[START OF Extracted data]

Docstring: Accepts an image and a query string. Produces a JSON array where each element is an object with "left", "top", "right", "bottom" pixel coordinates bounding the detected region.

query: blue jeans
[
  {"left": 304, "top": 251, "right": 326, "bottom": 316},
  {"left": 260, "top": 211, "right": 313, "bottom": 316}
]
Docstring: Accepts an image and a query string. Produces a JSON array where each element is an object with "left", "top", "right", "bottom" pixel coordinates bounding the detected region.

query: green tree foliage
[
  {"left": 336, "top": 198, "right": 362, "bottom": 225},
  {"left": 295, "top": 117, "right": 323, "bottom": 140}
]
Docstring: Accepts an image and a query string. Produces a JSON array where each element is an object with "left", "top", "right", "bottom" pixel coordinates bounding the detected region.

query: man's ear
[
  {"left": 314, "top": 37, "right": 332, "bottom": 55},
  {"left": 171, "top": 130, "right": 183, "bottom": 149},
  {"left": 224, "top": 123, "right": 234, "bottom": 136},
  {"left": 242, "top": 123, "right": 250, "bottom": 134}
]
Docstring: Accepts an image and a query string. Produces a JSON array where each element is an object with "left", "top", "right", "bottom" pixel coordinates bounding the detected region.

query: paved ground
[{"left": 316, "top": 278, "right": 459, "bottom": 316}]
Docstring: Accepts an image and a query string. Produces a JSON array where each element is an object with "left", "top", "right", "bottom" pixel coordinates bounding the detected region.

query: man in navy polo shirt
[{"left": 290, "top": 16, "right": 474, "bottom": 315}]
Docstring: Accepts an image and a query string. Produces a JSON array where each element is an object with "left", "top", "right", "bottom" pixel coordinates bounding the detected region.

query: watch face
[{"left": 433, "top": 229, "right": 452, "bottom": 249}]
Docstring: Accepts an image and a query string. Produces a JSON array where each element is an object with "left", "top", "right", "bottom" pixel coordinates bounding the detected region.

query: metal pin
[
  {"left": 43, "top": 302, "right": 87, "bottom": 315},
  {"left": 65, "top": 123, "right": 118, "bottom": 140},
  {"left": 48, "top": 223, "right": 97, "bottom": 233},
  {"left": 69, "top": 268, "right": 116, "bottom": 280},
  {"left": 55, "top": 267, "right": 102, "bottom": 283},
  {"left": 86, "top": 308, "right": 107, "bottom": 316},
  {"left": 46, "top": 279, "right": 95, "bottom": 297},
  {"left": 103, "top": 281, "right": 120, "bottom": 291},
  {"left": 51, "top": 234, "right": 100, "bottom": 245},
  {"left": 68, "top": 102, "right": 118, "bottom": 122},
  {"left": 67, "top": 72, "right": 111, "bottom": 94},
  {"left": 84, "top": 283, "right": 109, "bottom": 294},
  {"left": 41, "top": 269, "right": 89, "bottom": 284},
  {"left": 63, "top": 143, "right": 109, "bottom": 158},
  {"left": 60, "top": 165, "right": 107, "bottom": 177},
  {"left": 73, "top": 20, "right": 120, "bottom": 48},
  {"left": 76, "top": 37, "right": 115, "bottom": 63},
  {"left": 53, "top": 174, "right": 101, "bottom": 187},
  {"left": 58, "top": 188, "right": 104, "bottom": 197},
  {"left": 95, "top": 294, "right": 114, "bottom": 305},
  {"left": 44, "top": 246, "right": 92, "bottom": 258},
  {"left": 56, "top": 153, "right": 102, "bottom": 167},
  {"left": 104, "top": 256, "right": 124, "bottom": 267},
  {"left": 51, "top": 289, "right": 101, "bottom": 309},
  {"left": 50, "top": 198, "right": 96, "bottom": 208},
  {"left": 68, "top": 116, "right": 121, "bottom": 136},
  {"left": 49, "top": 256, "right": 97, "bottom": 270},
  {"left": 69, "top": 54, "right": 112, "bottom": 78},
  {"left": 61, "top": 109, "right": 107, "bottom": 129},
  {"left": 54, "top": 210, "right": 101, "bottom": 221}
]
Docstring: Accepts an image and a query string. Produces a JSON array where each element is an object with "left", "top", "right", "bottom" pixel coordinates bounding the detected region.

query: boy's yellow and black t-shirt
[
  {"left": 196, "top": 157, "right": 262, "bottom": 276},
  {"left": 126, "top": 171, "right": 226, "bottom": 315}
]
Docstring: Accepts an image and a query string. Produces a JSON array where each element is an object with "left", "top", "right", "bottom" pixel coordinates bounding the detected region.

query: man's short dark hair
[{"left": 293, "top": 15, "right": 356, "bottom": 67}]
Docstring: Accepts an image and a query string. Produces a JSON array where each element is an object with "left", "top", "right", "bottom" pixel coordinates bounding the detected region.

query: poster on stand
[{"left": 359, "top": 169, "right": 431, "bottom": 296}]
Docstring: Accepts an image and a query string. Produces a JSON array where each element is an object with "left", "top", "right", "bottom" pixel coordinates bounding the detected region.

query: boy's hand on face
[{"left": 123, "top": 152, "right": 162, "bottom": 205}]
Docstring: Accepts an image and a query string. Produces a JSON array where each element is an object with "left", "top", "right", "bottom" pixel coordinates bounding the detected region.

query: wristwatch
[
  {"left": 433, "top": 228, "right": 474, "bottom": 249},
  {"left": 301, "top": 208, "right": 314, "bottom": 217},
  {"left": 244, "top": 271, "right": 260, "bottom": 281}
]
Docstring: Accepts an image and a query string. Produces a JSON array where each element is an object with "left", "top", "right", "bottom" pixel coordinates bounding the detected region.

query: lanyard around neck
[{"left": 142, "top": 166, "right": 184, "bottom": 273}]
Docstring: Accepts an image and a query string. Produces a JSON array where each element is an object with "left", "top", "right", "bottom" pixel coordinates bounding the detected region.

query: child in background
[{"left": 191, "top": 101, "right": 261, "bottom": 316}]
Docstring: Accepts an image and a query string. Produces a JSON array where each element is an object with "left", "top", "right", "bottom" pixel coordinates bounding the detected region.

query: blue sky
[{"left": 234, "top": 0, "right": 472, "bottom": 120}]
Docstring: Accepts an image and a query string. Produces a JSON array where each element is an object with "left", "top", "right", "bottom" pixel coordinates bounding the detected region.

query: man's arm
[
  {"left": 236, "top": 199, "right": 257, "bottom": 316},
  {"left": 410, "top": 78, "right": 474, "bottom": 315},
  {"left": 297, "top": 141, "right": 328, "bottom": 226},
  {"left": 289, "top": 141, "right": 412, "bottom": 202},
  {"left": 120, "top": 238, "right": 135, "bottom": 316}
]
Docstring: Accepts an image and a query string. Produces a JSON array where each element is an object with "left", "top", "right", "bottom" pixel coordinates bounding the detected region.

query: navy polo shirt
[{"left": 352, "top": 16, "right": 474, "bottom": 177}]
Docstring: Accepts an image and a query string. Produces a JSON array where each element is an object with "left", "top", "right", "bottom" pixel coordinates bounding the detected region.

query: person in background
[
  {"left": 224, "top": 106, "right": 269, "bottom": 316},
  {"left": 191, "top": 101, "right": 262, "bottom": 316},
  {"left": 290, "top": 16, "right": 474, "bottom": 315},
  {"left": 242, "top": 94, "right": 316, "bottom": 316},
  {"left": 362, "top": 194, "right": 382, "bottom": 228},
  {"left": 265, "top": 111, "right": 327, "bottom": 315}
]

[END OF Extracted data]

**Do this:**
List each line of the records above that contains the string "face".

**Result of this exercise:**
query: watch face
query: boy's hand on face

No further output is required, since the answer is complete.